╭─ Text section

In operation 521, the tenant process 222 sends a request for data (e.g., a data request for dynamic data that will be used to generate the customized document), and the request may be destined for a data source (e.g., data source 120). The tenant process 222 may send the request directly to the data source, or the tenant process 222 may send the request indirectly (e.g., to be relayed by the exporter sub-service 220 or other component thereof) to the data source. In some example embodiments, the request for data is sent via one or more shortcut channels (e.g., a shortcut input/output channel), instead of being sent via the Internet, thus bypassing one or more authentication barriers that would be application to requests sent via the Internet, such as would occur from a client-side browser executing on the device (e.g., device 130) of the user (e.g., user 132).

In operation 522, the tenant process 222 obtains the data requested by the request sent in operation 521. The data that results from the request may be or include dynamic data that will be used to generate the customized document for the user (e.g., user 132). The tenant process 222 may obtain (e.g., receive or otherwise access) the requested data directly from the data source (e.g., data sources 120) to which the request was sent in operation 521, or the tenant process 222 may obtain the requested data indirectly (e.g., relayed by the exporter sub-service 220 or other component thereof) from the data source.

In operation 523, the tenant process 222 generate the document based at least in part on the data obtained in operation 522. For example, the tenant process 222 may generate the document by generating a dynamically updatable widget (e.g., included or to be included in the document being generated) based on the data obtained in operation 522. The tenant process 222 may then create the document by including or otherwise incorporating the generated dynamically updatable widget into the document. In some example embodiments, the generated document is customized for its corresponding user (e.g., user 132) by virtue of being or including the dynamically updatable widget that was generated based on dynamic data that was obtained based on the request sent in operation 521.

As shown in FIG. 6, in addition to any one or more of the operations previously described, the method 300 may include one or more of operations 620 and 622. One or more of operations 620 and 622 may be performed as part of operation 520, in which the tenant process 222 within the browser container 221 spawned by the exporter sub-service 220 generates the customized document for the user (e.g., user 132). As shown in FIG. 6, one or both of operations 620 and 622 may be performed after operation 521, before operation 522, or both.

In operation 620, the exporter sub-service 220 forwards the request (e.g., data request, as generated or otherwise initiated by the tenant process 222) from the tenant process 222 in the browser container 221 spawned by the exporter sub-service 220 to the data source (e.g., data source 120) from which to obtain the dynamic data that will be used to generate the customized document for its corresponding user (e.g., user 132). For example, the exporter sub-service 220 may detect (e.g., receive or access) the request in response to the request being generated or otherwise initiated by the tenant process 222 and then convey, relay, or otherwise provide (e.g., send) that same request to the data source (e.g., via the network 190).

╰─
╭─ Provided information

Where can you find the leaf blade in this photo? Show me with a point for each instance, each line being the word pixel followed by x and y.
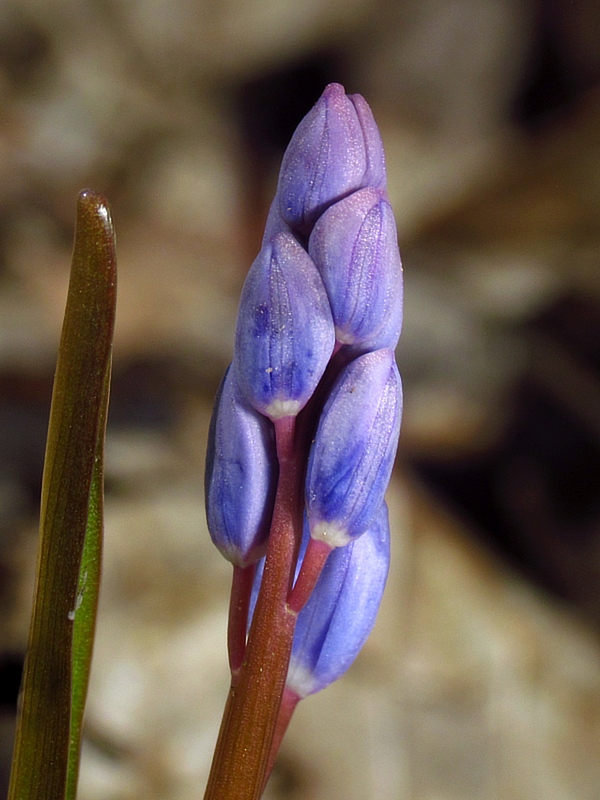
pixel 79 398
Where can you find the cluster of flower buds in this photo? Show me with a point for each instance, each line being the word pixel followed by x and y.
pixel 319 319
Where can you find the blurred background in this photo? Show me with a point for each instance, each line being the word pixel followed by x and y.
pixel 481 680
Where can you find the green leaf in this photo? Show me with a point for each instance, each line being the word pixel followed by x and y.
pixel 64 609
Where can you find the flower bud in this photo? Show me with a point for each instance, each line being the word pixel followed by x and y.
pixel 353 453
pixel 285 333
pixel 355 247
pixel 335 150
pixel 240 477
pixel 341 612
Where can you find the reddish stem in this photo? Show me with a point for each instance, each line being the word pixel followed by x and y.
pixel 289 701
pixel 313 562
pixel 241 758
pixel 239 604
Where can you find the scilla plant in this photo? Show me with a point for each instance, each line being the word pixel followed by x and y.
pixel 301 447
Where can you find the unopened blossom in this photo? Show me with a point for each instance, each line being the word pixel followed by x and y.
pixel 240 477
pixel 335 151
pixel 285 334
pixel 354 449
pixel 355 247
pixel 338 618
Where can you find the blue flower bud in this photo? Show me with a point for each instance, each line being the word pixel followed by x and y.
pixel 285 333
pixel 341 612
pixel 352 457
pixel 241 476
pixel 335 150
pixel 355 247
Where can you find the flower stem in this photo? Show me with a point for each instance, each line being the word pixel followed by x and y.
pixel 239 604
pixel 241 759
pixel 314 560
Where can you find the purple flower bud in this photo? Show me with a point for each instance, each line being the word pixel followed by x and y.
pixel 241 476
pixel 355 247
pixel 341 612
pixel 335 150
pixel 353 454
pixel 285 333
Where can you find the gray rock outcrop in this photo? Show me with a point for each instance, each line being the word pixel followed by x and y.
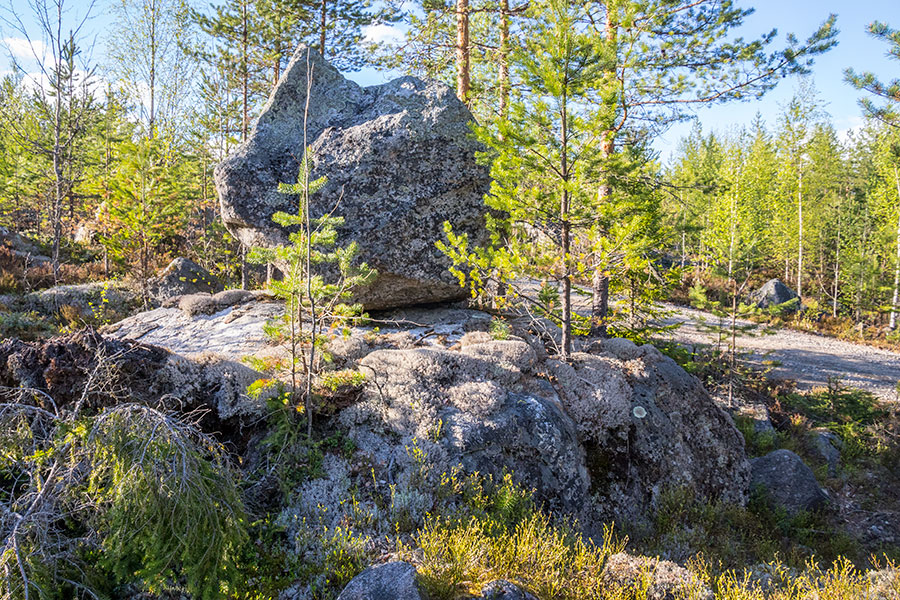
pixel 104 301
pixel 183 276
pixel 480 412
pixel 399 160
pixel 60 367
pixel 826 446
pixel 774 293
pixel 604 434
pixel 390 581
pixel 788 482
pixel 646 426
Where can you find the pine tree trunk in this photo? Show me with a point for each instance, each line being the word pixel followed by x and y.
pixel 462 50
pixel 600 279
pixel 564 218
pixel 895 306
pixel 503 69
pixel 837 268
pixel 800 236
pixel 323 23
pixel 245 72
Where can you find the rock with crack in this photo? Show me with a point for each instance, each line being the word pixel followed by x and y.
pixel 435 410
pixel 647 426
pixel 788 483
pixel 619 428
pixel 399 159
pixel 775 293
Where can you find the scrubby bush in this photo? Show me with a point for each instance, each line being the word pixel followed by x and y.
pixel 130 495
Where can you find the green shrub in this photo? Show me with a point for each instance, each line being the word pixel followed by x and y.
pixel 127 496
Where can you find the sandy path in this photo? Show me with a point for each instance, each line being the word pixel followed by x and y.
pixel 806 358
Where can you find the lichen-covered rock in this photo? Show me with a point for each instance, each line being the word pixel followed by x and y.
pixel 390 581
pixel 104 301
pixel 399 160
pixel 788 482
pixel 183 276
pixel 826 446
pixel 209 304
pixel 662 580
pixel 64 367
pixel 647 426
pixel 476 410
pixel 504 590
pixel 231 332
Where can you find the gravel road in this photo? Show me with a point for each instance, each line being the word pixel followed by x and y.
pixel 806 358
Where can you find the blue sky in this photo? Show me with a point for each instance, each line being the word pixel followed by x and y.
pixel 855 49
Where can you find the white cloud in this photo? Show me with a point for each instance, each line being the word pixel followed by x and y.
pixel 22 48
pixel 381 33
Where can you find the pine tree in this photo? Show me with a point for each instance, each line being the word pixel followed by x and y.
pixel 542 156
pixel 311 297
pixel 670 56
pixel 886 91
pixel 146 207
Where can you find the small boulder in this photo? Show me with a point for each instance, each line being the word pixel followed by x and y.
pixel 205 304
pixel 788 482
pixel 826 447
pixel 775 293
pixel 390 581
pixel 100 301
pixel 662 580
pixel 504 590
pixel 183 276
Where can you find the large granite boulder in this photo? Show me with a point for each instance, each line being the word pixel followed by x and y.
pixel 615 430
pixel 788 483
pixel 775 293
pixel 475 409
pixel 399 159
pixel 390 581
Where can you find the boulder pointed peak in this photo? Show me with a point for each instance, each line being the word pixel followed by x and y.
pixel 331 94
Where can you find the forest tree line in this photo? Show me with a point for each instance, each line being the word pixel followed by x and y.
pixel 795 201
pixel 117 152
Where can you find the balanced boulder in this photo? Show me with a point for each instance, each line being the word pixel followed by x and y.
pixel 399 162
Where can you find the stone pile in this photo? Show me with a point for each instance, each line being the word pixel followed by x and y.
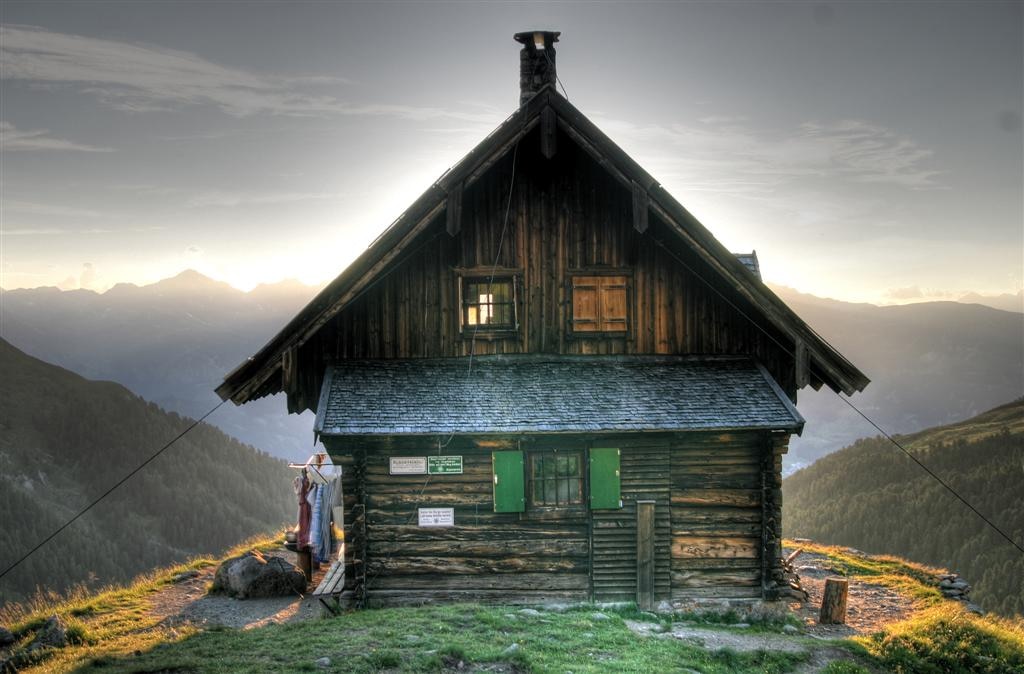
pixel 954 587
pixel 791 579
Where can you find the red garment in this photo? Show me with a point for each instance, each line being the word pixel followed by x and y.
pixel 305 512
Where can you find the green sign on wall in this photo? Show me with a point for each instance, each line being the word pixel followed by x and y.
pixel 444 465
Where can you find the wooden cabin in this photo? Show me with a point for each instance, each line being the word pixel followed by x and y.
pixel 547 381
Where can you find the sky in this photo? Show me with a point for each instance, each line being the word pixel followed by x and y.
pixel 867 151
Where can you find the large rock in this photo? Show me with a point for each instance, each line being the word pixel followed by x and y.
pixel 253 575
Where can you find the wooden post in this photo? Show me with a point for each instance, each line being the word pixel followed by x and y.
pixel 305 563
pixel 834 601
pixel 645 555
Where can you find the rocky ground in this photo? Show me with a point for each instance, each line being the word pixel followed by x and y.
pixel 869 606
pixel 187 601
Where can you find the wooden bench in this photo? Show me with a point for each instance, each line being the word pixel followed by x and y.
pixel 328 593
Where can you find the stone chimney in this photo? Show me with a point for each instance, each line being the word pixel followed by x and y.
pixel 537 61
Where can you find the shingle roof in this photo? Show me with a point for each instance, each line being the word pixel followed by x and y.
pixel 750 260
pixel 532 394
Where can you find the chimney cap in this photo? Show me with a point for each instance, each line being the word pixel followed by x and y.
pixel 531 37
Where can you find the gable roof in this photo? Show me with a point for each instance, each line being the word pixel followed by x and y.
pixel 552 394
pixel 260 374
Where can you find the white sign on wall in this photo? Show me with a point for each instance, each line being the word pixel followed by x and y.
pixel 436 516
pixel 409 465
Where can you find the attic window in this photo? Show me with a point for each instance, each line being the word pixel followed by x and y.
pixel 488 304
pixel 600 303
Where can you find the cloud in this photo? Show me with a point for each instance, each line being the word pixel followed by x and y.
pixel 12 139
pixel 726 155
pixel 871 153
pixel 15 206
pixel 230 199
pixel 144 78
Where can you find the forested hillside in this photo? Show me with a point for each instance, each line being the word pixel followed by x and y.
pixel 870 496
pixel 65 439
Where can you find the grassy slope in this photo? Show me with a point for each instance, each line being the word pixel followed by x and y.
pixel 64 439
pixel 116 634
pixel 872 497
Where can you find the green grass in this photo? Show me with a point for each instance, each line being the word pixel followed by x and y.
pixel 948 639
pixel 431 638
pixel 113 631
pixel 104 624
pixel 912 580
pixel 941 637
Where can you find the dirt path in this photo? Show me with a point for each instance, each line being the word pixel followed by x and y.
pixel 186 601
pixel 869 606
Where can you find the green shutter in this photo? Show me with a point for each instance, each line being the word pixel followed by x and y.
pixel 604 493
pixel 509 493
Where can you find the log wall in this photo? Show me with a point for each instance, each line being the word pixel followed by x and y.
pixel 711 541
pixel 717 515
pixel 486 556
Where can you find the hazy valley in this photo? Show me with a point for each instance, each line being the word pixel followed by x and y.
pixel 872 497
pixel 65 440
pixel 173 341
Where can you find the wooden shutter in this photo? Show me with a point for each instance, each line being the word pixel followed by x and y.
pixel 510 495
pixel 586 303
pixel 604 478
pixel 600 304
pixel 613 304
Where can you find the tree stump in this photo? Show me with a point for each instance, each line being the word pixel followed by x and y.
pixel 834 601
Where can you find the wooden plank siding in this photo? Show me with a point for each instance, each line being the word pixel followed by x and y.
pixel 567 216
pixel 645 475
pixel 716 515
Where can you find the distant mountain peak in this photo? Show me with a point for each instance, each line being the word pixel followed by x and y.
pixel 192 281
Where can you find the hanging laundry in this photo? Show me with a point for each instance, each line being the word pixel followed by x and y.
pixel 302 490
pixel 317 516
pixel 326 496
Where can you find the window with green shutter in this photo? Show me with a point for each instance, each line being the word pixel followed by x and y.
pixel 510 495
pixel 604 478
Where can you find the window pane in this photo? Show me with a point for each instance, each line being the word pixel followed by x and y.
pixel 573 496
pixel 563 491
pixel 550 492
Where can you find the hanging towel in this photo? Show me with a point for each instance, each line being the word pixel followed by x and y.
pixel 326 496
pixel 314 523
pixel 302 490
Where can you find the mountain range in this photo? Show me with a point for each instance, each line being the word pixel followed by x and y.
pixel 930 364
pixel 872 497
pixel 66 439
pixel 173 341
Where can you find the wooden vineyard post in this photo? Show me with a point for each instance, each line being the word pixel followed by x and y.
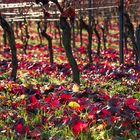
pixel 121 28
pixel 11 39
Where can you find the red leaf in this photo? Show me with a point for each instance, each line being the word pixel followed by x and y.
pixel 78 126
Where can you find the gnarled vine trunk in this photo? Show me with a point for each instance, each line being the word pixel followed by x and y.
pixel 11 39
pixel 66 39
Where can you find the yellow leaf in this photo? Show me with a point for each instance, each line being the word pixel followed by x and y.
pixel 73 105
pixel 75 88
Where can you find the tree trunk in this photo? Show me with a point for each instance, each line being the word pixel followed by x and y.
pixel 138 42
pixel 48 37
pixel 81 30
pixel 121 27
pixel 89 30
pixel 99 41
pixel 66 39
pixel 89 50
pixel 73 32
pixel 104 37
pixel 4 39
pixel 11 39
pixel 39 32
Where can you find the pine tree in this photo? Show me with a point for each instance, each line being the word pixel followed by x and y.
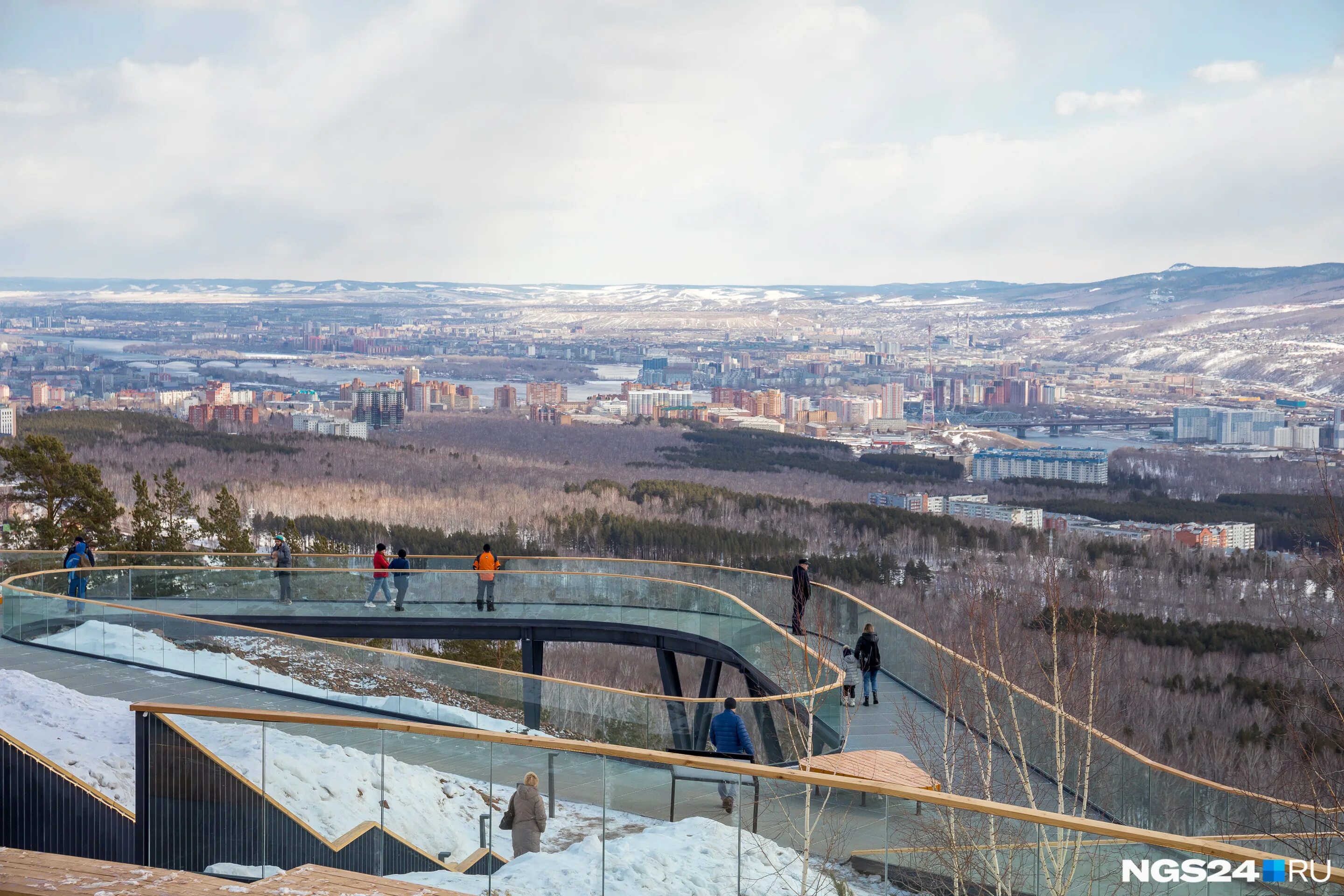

╰─

Reproduce the tenant-process passage word for word, starting with "As shown in FIG. 6, in" and going on through "522, or both.". The lines after the tenant-process passage are separate material.

As shown in FIG. 6, in addition to any one or more of the operations previously described, the method 300 may include one or more of operations 620 and 622. One or more of operations 620 and 622 may be performed as part of operation 520, in which the tenant process 222 within the browser container 221 spawned by the exporter sub-service 220 generates the customized document for the user (e.g., user 132). As shown in FIG. 6, one or both of operations 620 and 622 may be performed after operation 521, before operation 522, or both.